**To do:** Each line below must be reproduced exactly as it stands. Pictures stay out of the copy.

**Records supplied:**

▬▬▬▬▬▬

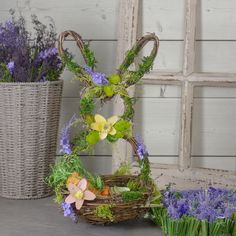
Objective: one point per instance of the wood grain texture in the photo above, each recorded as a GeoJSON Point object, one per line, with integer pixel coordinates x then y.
{"type": "Point", "coordinates": [189, 39]}
{"type": "Point", "coordinates": [127, 33]}
{"type": "Point", "coordinates": [192, 177]}
{"type": "Point", "coordinates": [94, 19]}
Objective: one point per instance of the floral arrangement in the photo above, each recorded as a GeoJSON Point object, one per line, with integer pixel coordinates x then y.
{"type": "Point", "coordinates": [74, 186]}
{"type": "Point", "coordinates": [26, 56]}
{"type": "Point", "coordinates": [205, 212]}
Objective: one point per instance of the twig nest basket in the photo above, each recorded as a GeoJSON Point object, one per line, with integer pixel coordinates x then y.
{"type": "Point", "coordinates": [113, 198]}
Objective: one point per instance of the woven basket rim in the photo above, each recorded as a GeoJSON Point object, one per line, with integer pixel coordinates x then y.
{"type": "Point", "coordinates": [30, 83]}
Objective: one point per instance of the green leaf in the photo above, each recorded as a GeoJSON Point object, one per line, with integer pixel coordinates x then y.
{"type": "Point", "coordinates": [108, 89]}
{"type": "Point", "coordinates": [123, 128]}
{"type": "Point", "coordinates": [114, 79]}
{"type": "Point", "coordinates": [86, 105]}
{"type": "Point", "coordinates": [111, 138]}
{"type": "Point", "coordinates": [93, 137]}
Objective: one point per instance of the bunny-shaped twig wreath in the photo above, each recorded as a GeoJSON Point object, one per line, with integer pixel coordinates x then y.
{"type": "Point", "coordinates": [120, 196]}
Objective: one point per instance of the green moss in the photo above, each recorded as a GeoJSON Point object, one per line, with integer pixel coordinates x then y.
{"type": "Point", "coordinates": [89, 55]}
{"type": "Point", "coordinates": [86, 105]}
{"type": "Point", "coordinates": [134, 185]}
{"type": "Point", "coordinates": [131, 196]}
{"type": "Point", "coordinates": [104, 212]}
{"type": "Point", "coordinates": [64, 168]}
{"type": "Point", "coordinates": [80, 143]}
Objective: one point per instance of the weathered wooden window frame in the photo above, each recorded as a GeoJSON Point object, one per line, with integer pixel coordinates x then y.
{"type": "Point", "coordinates": [182, 174]}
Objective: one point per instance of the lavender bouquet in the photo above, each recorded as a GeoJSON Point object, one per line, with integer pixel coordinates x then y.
{"type": "Point", "coordinates": [205, 212]}
{"type": "Point", "coordinates": [28, 56]}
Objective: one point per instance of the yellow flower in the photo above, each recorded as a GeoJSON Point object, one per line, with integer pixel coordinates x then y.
{"type": "Point", "coordinates": [103, 126]}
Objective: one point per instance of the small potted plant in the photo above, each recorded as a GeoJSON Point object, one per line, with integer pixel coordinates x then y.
{"type": "Point", "coordinates": [30, 98]}
{"type": "Point", "coordinates": [113, 198]}
{"type": "Point", "coordinates": [205, 212]}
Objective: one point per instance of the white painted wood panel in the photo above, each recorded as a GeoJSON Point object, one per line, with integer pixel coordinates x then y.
{"type": "Point", "coordinates": [215, 19]}
{"type": "Point", "coordinates": [214, 129]}
{"type": "Point", "coordinates": [214, 162]}
{"type": "Point", "coordinates": [158, 121]}
{"type": "Point", "coordinates": [95, 19]}
{"type": "Point", "coordinates": [213, 56]}
{"type": "Point", "coordinates": [144, 90]}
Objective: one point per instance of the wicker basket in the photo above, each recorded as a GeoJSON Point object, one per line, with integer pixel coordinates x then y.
{"type": "Point", "coordinates": [122, 211]}
{"type": "Point", "coordinates": [29, 117]}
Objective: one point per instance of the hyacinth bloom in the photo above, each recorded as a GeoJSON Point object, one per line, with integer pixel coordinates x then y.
{"type": "Point", "coordinates": [97, 77]}
{"type": "Point", "coordinates": [79, 193]}
{"type": "Point", "coordinates": [204, 204]}
{"type": "Point", "coordinates": [103, 126]}
{"type": "Point", "coordinates": [65, 136]}
{"type": "Point", "coordinates": [11, 66]}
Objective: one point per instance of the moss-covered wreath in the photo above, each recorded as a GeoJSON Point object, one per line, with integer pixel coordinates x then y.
{"type": "Point", "coordinates": [121, 196]}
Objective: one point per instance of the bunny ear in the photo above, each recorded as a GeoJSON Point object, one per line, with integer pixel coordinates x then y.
{"type": "Point", "coordinates": [132, 77]}
{"type": "Point", "coordinates": [87, 54]}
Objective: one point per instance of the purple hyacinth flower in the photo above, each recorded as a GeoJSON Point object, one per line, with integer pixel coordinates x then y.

▬▬▬▬▬▬

**Solution to this task:**
Objective: one point per instance of the wood grain texture in the photo above, each recorded as a GeoJSON Point object, one per line, with integer pixel coordinates x then y.
{"type": "Point", "coordinates": [189, 39]}
{"type": "Point", "coordinates": [127, 33]}
{"type": "Point", "coordinates": [192, 177]}
{"type": "Point", "coordinates": [94, 19]}
Objective: one point per instance of the floral arrangement in the photo above, each recorded as a GeoJSON Point object, one per line, with integer pixel coordinates x then y.
{"type": "Point", "coordinates": [74, 186]}
{"type": "Point", "coordinates": [26, 56]}
{"type": "Point", "coordinates": [205, 212]}
Objective: one point per instance of the twig nest basket in the photo above, each recorded as a GeoJSON Point object, one per line, with integer pixel coordinates x then y.
{"type": "Point", "coordinates": [113, 198]}
Objective: one point per instance of the woven basket rim in the photo above, each recorded as a GeoJSON Point object, one per line, with integer pixel coordinates x then y.
{"type": "Point", "coordinates": [30, 83]}
Objective: one point per instance of the green leaf in the photo above, each recorded as a GeoJSON Point object, one per line, with integer pixel coordinates x then y.
{"type": "Point", "coordinates": [108, 89]}
{"type": "Point", "coordinates": [123, 128]}
{"type": "Point", "coordinates": [114, 79]}
{"type": "Point", "coordinates": [86, 105]}
{"type": "Point", "coordinates": [111, 138]}
{"type": "Point", "coordinates": [93, 137]}
Objective: one point per instance of the bunny-shaped twig wreath in the photo above, each recorded as a GeoJSON Point object, one per line, with integer pixel coordinates x then y.
{"type": "Point", "coordinates": [120, 196]}
Objective: one point per instance of the green moss in the photo above, each recorded as a GeoJSON Point object, one per line, with integer pixel coordinates x then y.
{"type": "Point", "coordinates": [89, 55]}
{"type": "Point", "coordinates": [86, 105]}
{"type": "Point", "coordinates": [134, 185]}
{"type": "Point", "coordinates": [131, 196]}
{"type": "Point", "coordinates": [104, 212]}
{"type": "Point", "coordinates": [64, 168]}
{"type": "Point", "coordinates": [80, 143]}
Objective: one point per instance of the weathered wooden window frame in the photo above, each recorded as a GeoJSON Point object, one per line, with integer pixel coordinates x then y.
{"type": "Point", "coordinates": [182, 174]}
Objective: one point per instance of the lavender bouquet in the photo above, each recorded as a GeoJSON Point object, one per line, with integer pixel coordinates x then y.
{"type": "Point", "coordinates": [205, 212]}
{"type": "Point", "coordinates": [28, 56]}
Objective: one point per instance of the yellow flower in the photo above, each recorded as a GeoJSON Point object, one per line, with integer pixel coordinates x then y.
{"type": "Point", "coordinates": [103, 126]}
Objective: one point per instance of the small potted plant in the photo above, each recorded as a GeoJSON Point object, one per line, with integer pixel coordinates x then y.
{"type": "Point", "coordinates": [30, 98]}
{"type": "Point", "coordinates": [113, 198]}
{"type": "Point", "coordinates": [205, 212]}
Objective: one point per instance of the white painted wood panel in the photo above, each recorded as a GeoJSON Point object, one per line, with integer pixel coordinates x then y.
{"type": "Point", "coordinates": [215, 19]}
{"type": "Point", "coordinates": [214, 129]}
{"type": "Point", "coordinates": [214, 162]}
{"type": "Point", "coordinates": [158, 121]}
{"type": "Point", "coordinates": [95, 19]}
{"type": "Point", "coordinates": [213, 56]}
{"type": "Point", "coordinates": [144, 90]}
Objective: one point per instance of the wicker basket in the photo above, each recorded as a GeoJSON Point object, one per line, with integer pixel coordinates x then y.
{"type": "Point", "coordinates": [122, 211]}
{"type": "Point", "coordinates": [29, 117]}
Objective: one point per instance of the hyacinth bloom in the photo above, each recorded as a GeoJSON Point object, one per line, with integer pixel coordinates x then y.
{"type": "Point", "coordinates": [97, 77]}
{"type": "Point", "coordinates": [79, 193]}
{"type": "Point", "coordinates": [204, 204]}
{"type": "Point", "coordinates": [103, 126]}
{"type": "Point", "coordinates": [65, 136]}
{"type": "Point", "coordinates": [11, 66]}
Objective: one point per instance of the moss-covered wreath in the photo above, each recorded as a GeoJSON Point object, one per line, with integer pixel coordinates x then y.
{"type": "Point", "coordinates": [121, 196]}
Objective: one point per instance of the bunny ear in the photo above, each recorded as a GeoJSON Point object, one per line, with integer pixel coordinates x then y.
{"type": "Point", "coordinates": [132, 77]}
{"type": "Point", "coordinates": [87, 54]}
Objective: one point per instance of the purple hyacinth flower in the photo above, each recorded as a GeoJSON Point object, one per line, with integer pixel coordinates x then y.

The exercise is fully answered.